Repeat the listing below word for word, from the line with "Task: Where can the forest" through the end of the listing, and leave out the picture.

Input for this task:
[start]
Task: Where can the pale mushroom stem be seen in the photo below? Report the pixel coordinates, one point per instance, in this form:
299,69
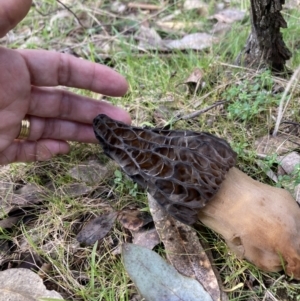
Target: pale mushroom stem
258,222
191,175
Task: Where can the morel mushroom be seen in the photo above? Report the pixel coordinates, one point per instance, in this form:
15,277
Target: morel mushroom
192,175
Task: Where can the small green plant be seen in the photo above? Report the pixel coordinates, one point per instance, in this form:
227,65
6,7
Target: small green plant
125,185
250,97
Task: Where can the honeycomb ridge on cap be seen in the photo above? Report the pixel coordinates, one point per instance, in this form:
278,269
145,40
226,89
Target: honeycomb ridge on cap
181,169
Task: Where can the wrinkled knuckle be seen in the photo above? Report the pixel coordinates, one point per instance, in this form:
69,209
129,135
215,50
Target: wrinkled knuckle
65,105
64,70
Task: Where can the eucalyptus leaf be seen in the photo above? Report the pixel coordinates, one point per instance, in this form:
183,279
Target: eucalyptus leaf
157,280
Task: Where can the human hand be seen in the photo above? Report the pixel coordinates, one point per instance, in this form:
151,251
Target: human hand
27,82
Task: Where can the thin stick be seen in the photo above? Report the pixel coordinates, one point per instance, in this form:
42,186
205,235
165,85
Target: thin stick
281,109
199,112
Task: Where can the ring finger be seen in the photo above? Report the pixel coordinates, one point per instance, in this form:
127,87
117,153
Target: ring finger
57,129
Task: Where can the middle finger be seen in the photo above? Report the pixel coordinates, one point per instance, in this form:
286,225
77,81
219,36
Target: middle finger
51,128
62,104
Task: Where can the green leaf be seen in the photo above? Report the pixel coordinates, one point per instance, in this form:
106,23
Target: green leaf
157,280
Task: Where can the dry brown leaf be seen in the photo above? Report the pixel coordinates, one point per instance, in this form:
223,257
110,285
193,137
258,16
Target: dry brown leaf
292,4
195,41
75,189
179,25
229,15
118,7
89,172
195,80
281,144
149,39
184,250
146,238
198,5
97,228
23,285
133,219
9,222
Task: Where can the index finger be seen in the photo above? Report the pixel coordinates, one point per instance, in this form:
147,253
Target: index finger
48,68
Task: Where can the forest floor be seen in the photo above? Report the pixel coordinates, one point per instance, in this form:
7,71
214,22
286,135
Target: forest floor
168,76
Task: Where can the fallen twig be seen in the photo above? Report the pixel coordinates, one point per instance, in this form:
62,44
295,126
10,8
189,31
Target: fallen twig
199,112
282,109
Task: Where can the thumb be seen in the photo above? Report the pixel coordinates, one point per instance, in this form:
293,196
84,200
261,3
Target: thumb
11,13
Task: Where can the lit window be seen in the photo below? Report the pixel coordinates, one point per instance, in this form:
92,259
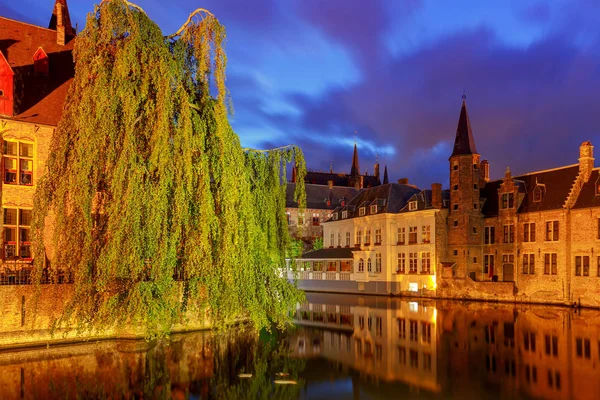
[end]
Worked solution:
Task: Where can the forest floor be seen in the photo above? Report the pixel coordinates, one point per instance, in this form:
7,71
214,22
286,135
Target: forest floor
168,76
Task: Where can the fallen twig be seen in the photo above? Report the pixel coordinates, one point per instance, in this form:
62,44
295,126
10,8
189,31
Target: fallen twig
199,112
282,109
Task: Where can the thumb be seen in the photo above? Report the pixel coordinates, one point per instance, in this form:
293,196
84,200
261,3
Target: thumb
11,13
Task: Where can the lit window be seen in the photo below? Report the pixel coordinates, one point per instance, in this form:
92,259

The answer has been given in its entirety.